====== Records ======

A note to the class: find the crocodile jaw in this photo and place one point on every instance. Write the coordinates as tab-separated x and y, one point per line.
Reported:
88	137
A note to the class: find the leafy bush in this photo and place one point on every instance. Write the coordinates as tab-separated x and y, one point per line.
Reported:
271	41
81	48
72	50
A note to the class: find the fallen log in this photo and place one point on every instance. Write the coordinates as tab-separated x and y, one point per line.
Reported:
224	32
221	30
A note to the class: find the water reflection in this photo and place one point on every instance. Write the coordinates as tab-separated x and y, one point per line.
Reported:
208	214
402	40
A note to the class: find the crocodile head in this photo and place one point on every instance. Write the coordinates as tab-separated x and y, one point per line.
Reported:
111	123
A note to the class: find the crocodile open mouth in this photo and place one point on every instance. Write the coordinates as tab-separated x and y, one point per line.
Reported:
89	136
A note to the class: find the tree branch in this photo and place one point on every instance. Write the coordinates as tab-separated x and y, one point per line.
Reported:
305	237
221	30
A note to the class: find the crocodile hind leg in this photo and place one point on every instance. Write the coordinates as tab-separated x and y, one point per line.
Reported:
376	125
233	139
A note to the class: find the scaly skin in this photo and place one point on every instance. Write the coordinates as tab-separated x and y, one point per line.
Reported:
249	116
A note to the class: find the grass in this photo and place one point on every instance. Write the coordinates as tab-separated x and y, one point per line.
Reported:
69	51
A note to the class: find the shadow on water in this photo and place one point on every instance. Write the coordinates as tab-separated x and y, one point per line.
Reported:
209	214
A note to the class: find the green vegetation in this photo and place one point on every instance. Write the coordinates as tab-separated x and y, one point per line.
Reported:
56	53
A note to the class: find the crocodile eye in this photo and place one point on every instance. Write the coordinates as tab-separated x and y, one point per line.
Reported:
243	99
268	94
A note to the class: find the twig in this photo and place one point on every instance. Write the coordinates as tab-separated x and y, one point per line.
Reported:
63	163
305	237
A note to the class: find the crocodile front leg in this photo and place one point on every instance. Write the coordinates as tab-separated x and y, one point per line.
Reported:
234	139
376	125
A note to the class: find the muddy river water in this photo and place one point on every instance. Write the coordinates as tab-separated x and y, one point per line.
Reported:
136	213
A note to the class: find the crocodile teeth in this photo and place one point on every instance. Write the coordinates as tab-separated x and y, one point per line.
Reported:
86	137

======

Convert every line of the data above into a JSON list of strings, with one string per line and any blank lines omitted.

● Answer below:
[
  "A note to the class: find the crocodile jaw in this photo and place one point on every instance. Write the coordinates as tab-separated x and y, one point per line.",
  "Reported:",
  "88\t137",
  "A note to the class: find the leafy bush in this photo and place one point on every instance. Write the coordinates as tab-separated x and y, one point per line.",
  "Reported:",
  "271\t41",
  "81\t48",
  "72\t50",
  "A note to the class: find the fallen log in this photo and place one point on every instance. Write the coordinates as tab-separated x and y, one point per line.",
  "Reported:",
  "224\t32",
  "221\t30",
  "A note to the class: find the water reflection in this photo and place one point on every instance. Write the coordinates as tab-separated x and y, one point per line.",
  "Reported:",
  "208\t214",
  "402\t40",
  "A note to the class: find the crocodile head in this photo and place one point on every instance. Write the coordinates as tab-separated x and y, one point per line.",
  "Reported:",
  "111\t123",
  "A note to the class: find the crocodile open mouth in this photo and place one point on every instance. Write the coordinates as tab-separated x and y, one point per line.",
  "Reported:",
  "89\t136",
  "A note to the class: find the tree branch in this photo and place one point on every instance. Write the coordinates as tab-separated x and y, one point per line.",
  "Reported:",
  "305\t237",
  "221\t30",
  "A note to the class: find the crocodile hind leg in this photo and place one point on every instance. Write the coordinates as tab-separated x and y, one point per line.",
  "Reported:",
  "376\t125",
  "233\t139",
  "A note to the class: find the scaly skin in this photo and place one point on every instance. Write the coordinates as tab-separated x and y, one point per line.",
  "Reported:",
  "249\t116",
  "A note to the class: find the grass in this photo and place one point on every instance. Write the coordinates as tab-separated x and y, one point per line.",
  "Reported:",
  "69\t51",
  "A note to the class: find the shadow on water in this photo and place one point on every instance. Write the coordinates as tab-separated x and y, one point per line.",
  "Reported:",
  "209\t214",
  "A note to the class: find the green vegetation in this photo and place one point on every instance. Write the coordinates as tab-separated x and y, one point per line.",
  "Reported:",
  "56\t53",
  "A note to the class: find the crocodile eye in this photo and place one point on every instance. Write the coordinates as tab-separated x and y, one point per line.",
  "Reported:",
  "243\t99",
  "268\t94",
  "A note to the class: find the twig in this photo and place one point on every instance. Write the coordinates as tab-separated x and y, one point per line.",
  "Reported:",
  "63\t163",
  "305\t237",
  "A note to the class: find the crocodile front leg in this photo and place one point on every instance. Write the coordinates as tab-separated x and y, one point per line.",
  "Reported:",
  "234\t139",
  "376\t125",
  "A note to the class: find the muddy river water in this photo and place one point on every instance. Write the coordinates as tab-separated x and y, one point per line.",
  "Reported:",
  "136\t213",
  "A note to the class: find the crocodile teeth in this photo and place one point on every instance. Write the coordinates as tab-separated x and y, one point per line.",
  "Reported:",
  "86\t137"
]